══ MATERIAL SHOWN ══

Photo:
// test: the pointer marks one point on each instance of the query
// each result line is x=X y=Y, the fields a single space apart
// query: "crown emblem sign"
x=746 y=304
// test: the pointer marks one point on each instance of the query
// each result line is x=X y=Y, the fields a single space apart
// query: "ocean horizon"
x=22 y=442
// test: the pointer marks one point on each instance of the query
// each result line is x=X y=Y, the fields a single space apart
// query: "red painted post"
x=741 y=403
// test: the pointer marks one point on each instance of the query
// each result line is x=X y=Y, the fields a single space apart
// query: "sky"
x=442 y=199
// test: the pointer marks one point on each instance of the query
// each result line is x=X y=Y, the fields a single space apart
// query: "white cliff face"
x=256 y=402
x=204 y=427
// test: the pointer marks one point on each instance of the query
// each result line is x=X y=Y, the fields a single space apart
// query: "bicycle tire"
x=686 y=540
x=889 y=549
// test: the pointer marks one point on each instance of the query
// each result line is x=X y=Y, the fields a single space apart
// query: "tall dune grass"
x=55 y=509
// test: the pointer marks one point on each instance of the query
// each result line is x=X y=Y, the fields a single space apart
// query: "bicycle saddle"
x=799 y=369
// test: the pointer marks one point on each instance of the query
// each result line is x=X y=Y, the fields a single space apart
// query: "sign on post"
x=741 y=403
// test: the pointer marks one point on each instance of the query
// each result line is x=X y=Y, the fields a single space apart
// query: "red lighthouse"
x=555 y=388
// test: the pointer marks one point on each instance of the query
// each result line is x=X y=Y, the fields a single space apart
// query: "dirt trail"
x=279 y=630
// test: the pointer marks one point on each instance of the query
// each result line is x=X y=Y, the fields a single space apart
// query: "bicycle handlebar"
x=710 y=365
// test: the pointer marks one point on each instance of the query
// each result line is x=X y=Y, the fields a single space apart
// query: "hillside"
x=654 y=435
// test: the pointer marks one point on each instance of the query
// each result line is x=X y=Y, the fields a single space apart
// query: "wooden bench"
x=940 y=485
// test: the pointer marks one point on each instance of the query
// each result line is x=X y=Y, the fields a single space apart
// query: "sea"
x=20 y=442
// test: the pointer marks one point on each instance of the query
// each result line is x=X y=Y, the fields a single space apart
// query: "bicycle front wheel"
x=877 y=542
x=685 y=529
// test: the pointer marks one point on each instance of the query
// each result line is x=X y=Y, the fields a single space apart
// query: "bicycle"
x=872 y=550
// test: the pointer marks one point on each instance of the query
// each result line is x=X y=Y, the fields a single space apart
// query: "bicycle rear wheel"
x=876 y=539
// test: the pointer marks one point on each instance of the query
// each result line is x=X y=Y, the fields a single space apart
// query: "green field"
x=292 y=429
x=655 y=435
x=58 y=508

═══

WHAT TO WORK ON: Replace "crown" with "anchor" in the lines from the start of the entries up to and including the line with "x=746 y=304". Reproduce only those lines, with everything else unchanged.

FULL OUTPUT:
Photo:
// test: the pointer marks one point on each instance of the query
// each result line is x=X y=Y, the fields a single space apart
// query: "anchor emblem sign"
x=746 y=304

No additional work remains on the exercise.